> _WHAT TO PRODUCE_
Return the data that follows exactly, with each line intact.

> _SUPPLIED DATA_
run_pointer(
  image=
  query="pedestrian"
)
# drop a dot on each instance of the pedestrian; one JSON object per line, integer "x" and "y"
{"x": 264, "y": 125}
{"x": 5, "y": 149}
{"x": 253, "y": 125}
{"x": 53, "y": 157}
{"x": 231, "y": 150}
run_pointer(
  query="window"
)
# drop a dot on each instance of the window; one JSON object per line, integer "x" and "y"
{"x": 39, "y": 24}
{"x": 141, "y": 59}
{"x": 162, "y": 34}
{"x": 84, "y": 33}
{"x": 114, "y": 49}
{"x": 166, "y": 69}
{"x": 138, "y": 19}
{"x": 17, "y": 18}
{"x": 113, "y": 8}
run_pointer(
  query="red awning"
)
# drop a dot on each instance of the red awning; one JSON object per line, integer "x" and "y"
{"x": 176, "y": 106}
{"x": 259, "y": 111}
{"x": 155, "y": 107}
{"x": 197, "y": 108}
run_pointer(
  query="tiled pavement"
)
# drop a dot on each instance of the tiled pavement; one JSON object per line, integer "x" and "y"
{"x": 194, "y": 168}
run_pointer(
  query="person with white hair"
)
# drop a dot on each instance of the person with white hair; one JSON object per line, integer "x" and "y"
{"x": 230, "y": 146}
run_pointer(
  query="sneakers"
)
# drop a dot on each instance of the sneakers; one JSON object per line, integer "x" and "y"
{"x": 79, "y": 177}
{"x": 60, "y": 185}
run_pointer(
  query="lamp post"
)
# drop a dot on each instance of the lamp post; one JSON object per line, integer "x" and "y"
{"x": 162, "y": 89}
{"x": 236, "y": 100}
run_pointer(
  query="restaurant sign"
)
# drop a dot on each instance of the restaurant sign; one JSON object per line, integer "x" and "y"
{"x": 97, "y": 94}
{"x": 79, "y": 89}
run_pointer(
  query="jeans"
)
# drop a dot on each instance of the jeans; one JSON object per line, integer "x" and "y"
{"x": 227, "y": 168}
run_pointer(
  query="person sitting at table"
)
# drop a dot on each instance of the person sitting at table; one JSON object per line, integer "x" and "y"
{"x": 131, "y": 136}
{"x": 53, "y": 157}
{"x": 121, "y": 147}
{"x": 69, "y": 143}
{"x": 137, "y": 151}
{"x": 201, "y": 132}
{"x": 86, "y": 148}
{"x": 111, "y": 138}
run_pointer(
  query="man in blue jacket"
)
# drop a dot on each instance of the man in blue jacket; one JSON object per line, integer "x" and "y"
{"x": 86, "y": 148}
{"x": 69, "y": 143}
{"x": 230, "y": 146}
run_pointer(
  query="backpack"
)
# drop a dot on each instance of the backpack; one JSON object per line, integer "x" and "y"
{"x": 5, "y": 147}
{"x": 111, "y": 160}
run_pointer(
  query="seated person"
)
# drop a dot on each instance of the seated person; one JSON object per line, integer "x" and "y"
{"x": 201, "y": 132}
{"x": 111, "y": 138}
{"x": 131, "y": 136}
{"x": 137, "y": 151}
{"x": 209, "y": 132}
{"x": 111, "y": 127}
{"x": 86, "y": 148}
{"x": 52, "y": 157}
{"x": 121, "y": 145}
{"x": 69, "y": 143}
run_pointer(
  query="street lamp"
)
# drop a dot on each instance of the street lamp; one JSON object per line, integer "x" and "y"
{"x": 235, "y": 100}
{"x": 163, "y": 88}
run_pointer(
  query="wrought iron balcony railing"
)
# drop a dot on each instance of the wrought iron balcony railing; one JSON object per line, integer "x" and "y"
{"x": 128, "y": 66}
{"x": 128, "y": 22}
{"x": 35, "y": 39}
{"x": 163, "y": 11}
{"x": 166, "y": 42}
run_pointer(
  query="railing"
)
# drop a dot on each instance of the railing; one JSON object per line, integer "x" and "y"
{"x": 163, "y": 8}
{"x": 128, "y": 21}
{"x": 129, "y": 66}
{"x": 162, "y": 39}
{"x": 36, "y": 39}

> _SOLUTION TO THIS TASK_
run_pointer(
  image=
  query="pedestrian"
)
# drop a dot on each instance of the pedestrian; one JSON object per line, integer "x" and "y"
{"x": 264, "y": 125}
{"x": 5, "y": 149}
{"x": 253, "y": 125}
{"x": 53, "y": 157}
{"x": 231, "y": 150}
run_pointer(
  query="window"
)
# drop a dot on each instance of the window; one JSON object per line, integer "x" and "y"
{"x": 39, "y": 24}
{"x": 141, "y": 59}
{"x": 162, "y": 34}
{"x": 84, "y": 33}
{"x": 114, "y": 49}
{"x": 166, "y": 69}
{"x": 138, "y": 19}
{"x": 17, "y": 18}
{"x": 113, "y": 8}
run_pointer(
  query="red awning"
)
# drop a dot on each instance of the red awning; one JSON object per line, integer "x" and "y"
{"x": 176, "y": 106}
{"x": 259, "y": 111}
{"x": 155, "y": 107}
{"x": 197, "y": 108}
run_pointer(
  query="tiled pavement"
)
# drop a dot on each instance of the tiled pavement; one JSON object per line, integer "x" and "y"
{"x": 194, "y": 168}
run_pointer(
  query="person with white hair"
)
# drop a dot on each instance of the person with white hair; one JSON object per line, integer "x" and "y"
{"x": 230, "y": 146}
run_pointer(
  query="sneakers"
)
# drop a dot on each instance of the sneakers; one JSON object per line, integer "x" and "y"
{"x": 79, "y": 177}
{"x": 60, "y": 185}
run_pointer(
  query="lamp post"
)
# drop a dot on each instance of the lamp post; one JSON object per line, integer "x" and "y"
{"x": 162, "y": 89}
{"x": 236, "y": 100}
run_pointer(
  query="restaurant sign"
)
# drop a dot on each instance of the restaurant sign; one JSON object per line, integer "x" and "y"
{"x": 97, "y": 94}
{"x": 79, "y": 89}
run_pointer(
  query="jeans"
)
# drop a dot on each instance of the jeans; one JSON object per line, integer "x" and "y"
{"x": 227, "y": 168}
run_pointer(
  query="person sitting at table"
)
# drop a dot on each instance of the person sitting at table; one JSON object per line, integer "x" and "y"
{"x": 131, "y": 136}
{"x": 53, "y": 157}
{"x": 121, "y": 147}
{"x": 69, "y": 143}
{"x": 137, "y": 151}
{"x": 201, "y": 132}
{"x": 86, "y": 148}
{"x": 111, "y": 138}
run_pointer(
  query="man in blue jacket"
)
# drop a dot on each instance of the man in blue jacket; one JSON object per line, integer "x" and "y"
{"x": 86, "y": 148}
{"x": 69, "y": 143}
{"x": 230, "y": 146}
run_pointer(
  query="backpack"
)
# drop a dot on each instance of the backpack; one JSON object per line, integer "x" and "y"
{"x": 5, "y": 147}
{"x": 111, "y": 160}
run_pointer(
  query="seated person"
)
# drop a dot on each instance of the seated person; one JSON object per line, integer "x" and "y"
{"x": 201, "y": 132}
{"x": 111, "y": 138}
{"x": 131, "y": 136}
{"x": 137, "y": 151}
{"x": 209, "y": 132}
{"x": 111, "y": 127}
{"x": 86, "y": 148}
{"x": 52, "y": 157}
{"x": 121, "y": 145}
{"x": 69, "y": 143}
run_pointer(
  query="street lamp"
)
# drop a dot on each instance of the street lamp; one JSON object per line, integer "x" and "y"
{"x": 235, "y": 100}
{"x": 163, "y": 88}
run_pointer(
  query="wrought iron balcony railing"
)
# drop a dot on each instance of the wrought iron balcony railing; one JSON object per line, integer "x" and "y"
{"x": 128, "y": 66}
{"x": 128, "y": 22}
{"x": 35, "y": 39}
{"x": 163, "y": 11}
{"x": 166, "y": 42}
run_pointer(
  query="railing"
)
# drop a dot on each instance of the railing; one JSON object per line, integer "x" and "y"
{"x": 163, "y": 8}
{"x": 128, "y": 21}
{"x": 129, "y": 66}
{"x": 162, "y": 39}
{"x": 36, "y": 39}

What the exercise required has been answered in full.